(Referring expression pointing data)
====

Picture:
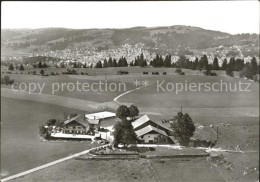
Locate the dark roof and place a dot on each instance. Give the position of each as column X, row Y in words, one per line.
column 145, row 119
column 205, row 134
column 79, row 118
column 148, row 129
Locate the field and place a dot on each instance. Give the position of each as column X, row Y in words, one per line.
column 238, row 109
column 21, row 147
column 127, row 170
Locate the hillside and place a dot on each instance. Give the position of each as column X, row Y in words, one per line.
column 22, row 41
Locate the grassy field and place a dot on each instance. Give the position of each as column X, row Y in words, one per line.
column 21, row 147
column 238, row 109
column 113, row 71
column 102, row 171
column 125, row 170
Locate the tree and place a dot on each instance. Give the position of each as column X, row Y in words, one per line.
column 246, row 72
column 98, row 65
column 183, row 127
column 40, row 64
column 110, row 62
column 195, row 64
column 224, row 64
column 62, row 65
column 123, row 130
column 229, row 70
column 122, row 112
column 114, row 64
column 167, row 61
column 105, row 64
column 215, row 65
column 254, row 67
column 42, row 72
column 75, row 65
column 51, row 122
column 133, row 111
column 11, row 67
column 44, row 65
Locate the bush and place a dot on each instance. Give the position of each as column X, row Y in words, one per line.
column 120, row 72
column 6, row 80
column 209, row 73
column 178, row 70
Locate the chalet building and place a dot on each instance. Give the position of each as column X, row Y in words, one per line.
column 148, row 131
column 76, row 125
column 95, row 119
column 86, row 124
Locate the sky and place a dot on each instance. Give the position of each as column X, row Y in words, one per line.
column 226, row 16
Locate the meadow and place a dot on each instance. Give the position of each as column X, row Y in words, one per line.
column 238, row 109
column 21, row 146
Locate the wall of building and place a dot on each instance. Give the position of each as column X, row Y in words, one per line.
column 74, row 127
column 155, row 138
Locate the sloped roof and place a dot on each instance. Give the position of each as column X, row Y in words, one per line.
column 148, row 129
column 93, row 121
column 145, row 119
column 100, row 115
column 205, row 134
column 78, row 118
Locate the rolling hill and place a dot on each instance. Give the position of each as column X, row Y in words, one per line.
column 162, row 38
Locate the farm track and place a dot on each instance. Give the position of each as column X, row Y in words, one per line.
column 54, row 99
column 48, row 165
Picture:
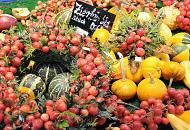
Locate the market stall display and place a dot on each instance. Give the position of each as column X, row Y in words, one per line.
column 125, row 68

====

- **Activity**:
The entries are to be written out again exactly, though without any images.

- **Expected output**:
Picture:
Locate the dark roof and place a dot on each instance. Give the position of each as column X, row Y in words, one per line.
column 145, row 119
column 205, row 134
column 79, row 118
column 148, row 129
Locate the field and place a dot on each instance. Give the position of each as column X, row Y in words, one per line.
column 238, row 109
column 21, row 147
column 127, row 170
Locate the hillside and place a dot on each instance. Give the position of each as column X, row Y in words, one per line.
column 22, row 41
Locate the grassy field and place a dot on each instance. Give the position of each as column X, row Y in words, one per line.
column 21, row 147
column 238, row 109
column 113, row 71
column 102, row 171
column 125, row 170
Locate the tree and place a dot on each instance. Give the position of each as column X, row Y in words, one per line.
column 246, row 72
column 98, row 65
column 183, row 127
column 40, row 64
column 110, row 62
column 195, row 64
column 224, row 64
column 62, row 65
column 123, row 130
column 229, row 70
column 122, row 112
column 114, row 64
column 167, row 61
column 105, row 64
column 215, row 65
column 254, row 67
column 42, row 72
column 75, row 65
column 51, row 122
column 133, row 111
column 11, row 67
column 44, row 65
Locate the bush and place a dot on each instance. Give the position of each as column X, row Y in words, one per line.
column 120, row 72
column 6, row 80
column 209, row 73
column 178, row 70
Locate the chalet building and place a dot on each instance. Give the position of each as column X, row Y in words, one per line.
column 148, row 131
column 76, row 125
column 95, row 119
column 86, row 124
Locate the sky and place a dot on each instance. Give the position of each as column X, row Y in words, one per line.
column 226, row 16
Locate the meadow and place a dot on each instance. Give the position of each as column X, row Y in words, one per line.
column 238, row 109
column 21, row 146
Locate the wall of building and place a dot on each instance. Give the position of each as column X, row Y in words, one per line.
column 74, row 127
column 155, row 138
Locate the sloped roof and place a dot on each instance. Give the position of each as column X, row Y in words, one per line.
column 148, row 129
column 93, row 121
column 145, row 119
column 100, row 115
column 205, row 134
column 78, row 118
Locate the rolling hill and place a dot on each instance. Give the position of each as column X, row Y in words, one per line.
column 162, row 38
Locate the farm track and place a dot on each instance. Give the position of each as column X, row Y in words, one per line.
column 54, row 99
column 48, row 165
Picture:
Locate the market stall display and place a dot on each instance. Give the position of each as column X, row Y in words, one per line.
column 125, row 68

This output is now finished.